--- BEGIN Exercise materials ---
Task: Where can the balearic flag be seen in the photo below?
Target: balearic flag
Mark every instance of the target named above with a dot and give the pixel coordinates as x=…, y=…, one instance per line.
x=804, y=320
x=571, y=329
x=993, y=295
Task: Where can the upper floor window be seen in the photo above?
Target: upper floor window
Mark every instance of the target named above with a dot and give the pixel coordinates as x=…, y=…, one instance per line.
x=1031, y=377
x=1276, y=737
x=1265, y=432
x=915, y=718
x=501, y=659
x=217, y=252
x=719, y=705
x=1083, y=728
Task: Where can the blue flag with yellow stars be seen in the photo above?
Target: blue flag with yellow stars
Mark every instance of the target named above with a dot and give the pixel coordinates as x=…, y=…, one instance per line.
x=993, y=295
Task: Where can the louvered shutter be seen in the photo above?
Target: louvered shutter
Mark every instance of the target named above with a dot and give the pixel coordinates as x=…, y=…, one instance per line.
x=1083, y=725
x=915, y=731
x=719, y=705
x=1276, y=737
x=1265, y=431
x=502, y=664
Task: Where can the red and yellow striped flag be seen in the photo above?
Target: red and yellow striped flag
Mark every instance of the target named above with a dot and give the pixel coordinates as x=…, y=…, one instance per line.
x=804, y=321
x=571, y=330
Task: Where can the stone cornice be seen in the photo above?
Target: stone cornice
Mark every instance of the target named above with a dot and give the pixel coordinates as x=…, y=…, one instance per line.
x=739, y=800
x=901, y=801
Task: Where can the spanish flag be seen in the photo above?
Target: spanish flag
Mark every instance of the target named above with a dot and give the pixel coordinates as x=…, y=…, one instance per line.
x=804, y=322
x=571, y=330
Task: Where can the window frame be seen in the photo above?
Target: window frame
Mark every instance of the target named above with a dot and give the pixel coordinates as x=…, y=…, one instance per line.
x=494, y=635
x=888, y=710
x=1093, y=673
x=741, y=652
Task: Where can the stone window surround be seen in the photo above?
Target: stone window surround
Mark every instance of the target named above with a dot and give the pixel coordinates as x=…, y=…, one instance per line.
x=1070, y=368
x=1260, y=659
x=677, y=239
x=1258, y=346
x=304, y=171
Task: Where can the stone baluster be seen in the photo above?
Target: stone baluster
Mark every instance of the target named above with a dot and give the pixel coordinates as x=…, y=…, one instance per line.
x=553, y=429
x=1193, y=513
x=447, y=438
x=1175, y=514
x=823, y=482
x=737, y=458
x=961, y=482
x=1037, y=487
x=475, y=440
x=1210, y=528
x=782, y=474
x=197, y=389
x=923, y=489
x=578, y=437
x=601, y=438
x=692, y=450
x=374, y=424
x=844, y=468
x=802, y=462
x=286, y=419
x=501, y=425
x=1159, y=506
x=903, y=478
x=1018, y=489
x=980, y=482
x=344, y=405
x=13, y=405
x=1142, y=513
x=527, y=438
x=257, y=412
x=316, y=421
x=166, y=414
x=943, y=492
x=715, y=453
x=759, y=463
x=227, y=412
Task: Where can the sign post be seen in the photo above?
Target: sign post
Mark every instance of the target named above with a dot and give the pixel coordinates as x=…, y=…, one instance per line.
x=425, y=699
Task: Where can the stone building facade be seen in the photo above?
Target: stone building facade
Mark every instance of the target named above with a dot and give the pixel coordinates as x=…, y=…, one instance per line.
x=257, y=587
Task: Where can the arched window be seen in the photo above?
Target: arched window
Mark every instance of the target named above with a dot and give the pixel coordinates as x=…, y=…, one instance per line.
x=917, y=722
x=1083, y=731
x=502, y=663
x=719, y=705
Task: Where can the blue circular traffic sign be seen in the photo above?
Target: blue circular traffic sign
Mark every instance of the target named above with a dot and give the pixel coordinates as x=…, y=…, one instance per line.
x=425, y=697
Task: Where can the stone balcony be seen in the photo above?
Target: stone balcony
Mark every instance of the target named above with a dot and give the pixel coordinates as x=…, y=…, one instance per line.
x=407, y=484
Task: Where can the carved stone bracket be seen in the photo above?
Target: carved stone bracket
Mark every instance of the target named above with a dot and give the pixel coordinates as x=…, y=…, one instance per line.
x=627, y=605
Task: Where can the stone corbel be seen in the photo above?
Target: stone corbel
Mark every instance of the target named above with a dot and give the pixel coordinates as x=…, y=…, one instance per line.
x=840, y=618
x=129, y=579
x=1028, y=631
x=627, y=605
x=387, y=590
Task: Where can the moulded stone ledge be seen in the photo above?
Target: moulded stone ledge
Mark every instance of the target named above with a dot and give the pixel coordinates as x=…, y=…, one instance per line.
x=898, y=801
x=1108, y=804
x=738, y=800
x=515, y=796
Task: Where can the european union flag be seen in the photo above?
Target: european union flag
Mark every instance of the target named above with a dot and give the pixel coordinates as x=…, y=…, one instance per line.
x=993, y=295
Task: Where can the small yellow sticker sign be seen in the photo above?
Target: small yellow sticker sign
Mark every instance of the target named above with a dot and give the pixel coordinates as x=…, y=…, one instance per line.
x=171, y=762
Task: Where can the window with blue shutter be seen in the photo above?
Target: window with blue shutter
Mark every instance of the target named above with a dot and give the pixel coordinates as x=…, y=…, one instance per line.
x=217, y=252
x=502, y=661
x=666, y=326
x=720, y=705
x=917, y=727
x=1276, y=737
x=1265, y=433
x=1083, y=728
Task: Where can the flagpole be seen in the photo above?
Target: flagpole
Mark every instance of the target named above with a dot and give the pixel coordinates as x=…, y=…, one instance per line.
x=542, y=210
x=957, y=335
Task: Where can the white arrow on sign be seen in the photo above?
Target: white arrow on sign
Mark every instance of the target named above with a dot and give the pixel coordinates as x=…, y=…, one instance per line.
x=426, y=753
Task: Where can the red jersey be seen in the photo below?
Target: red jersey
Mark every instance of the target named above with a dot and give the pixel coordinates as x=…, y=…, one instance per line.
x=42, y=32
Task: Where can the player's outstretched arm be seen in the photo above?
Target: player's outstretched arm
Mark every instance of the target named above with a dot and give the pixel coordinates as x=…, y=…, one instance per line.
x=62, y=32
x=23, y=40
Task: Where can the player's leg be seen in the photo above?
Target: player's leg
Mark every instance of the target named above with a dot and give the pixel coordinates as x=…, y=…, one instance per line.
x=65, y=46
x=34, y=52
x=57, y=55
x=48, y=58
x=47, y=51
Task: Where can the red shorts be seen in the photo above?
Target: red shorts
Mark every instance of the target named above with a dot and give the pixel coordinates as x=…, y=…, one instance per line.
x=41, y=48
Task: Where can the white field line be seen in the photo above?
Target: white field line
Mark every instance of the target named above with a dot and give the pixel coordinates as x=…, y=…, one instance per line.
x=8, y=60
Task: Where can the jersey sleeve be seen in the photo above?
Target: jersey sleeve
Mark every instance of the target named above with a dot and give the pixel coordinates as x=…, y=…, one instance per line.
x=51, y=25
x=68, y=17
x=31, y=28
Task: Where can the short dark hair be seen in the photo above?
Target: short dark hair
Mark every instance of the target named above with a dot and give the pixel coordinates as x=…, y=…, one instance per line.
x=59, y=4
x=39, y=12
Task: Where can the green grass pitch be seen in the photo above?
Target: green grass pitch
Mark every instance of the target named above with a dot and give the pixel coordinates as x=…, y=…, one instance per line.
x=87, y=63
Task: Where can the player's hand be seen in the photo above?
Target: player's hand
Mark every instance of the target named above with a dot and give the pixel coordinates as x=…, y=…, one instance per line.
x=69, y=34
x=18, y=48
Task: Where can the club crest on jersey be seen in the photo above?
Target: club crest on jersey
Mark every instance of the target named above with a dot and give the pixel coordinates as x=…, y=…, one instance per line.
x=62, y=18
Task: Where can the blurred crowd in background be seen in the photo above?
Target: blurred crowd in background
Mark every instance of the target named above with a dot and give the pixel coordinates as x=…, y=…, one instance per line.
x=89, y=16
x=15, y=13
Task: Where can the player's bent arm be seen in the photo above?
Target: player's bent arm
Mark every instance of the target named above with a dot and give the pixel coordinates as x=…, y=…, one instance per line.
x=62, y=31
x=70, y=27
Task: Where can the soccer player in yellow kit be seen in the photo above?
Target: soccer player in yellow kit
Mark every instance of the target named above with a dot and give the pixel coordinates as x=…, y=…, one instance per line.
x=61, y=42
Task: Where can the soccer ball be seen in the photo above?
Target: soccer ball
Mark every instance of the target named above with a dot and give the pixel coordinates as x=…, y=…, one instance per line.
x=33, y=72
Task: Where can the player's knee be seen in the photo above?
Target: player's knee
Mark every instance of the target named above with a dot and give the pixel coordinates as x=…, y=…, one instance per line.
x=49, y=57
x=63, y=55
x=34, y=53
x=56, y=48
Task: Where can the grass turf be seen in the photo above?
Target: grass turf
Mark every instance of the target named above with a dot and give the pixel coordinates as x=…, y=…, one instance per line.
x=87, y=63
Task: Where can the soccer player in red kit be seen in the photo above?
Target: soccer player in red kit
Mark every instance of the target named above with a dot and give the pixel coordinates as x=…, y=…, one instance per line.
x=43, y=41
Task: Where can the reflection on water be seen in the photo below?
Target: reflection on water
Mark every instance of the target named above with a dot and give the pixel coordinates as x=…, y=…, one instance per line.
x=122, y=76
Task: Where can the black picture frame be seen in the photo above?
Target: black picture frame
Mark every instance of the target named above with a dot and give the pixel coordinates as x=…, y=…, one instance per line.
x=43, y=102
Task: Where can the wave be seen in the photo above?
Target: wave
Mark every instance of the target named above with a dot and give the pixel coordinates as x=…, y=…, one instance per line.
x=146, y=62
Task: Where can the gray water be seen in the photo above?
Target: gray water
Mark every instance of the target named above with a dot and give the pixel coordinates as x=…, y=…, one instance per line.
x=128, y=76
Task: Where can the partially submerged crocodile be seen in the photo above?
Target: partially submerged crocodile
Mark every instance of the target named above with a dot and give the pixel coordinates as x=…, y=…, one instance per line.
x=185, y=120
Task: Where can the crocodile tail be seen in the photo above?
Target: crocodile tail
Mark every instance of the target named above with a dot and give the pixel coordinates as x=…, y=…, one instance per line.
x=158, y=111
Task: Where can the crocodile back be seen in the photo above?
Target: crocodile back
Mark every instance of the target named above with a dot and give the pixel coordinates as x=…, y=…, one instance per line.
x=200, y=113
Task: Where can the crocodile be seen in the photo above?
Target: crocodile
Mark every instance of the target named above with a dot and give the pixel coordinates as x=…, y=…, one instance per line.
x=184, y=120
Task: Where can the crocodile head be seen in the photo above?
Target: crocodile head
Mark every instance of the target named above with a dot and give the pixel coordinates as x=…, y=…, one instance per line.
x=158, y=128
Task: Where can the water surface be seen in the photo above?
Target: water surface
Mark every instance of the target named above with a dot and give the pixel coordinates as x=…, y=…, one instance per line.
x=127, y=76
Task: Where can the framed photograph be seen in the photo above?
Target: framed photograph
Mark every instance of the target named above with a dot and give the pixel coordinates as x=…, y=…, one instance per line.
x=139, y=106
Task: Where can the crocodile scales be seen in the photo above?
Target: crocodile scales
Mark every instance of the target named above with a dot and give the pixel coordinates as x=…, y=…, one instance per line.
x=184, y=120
--- END Exercise materials ---
# Instructions to follow:
Reproduce word for word the lines of the material starting with the line that contains "Task: Where can the crocodile scales" and running through the last line, inclusive.

# Solution to this task:
Task: Where can the crocodile scales be seen in the photo above?
Target: crocodile scales
Mark every instance of the target named above with a dot and give the pixel coordinates as x=…, y=…, one instance per line.
x=184, y=120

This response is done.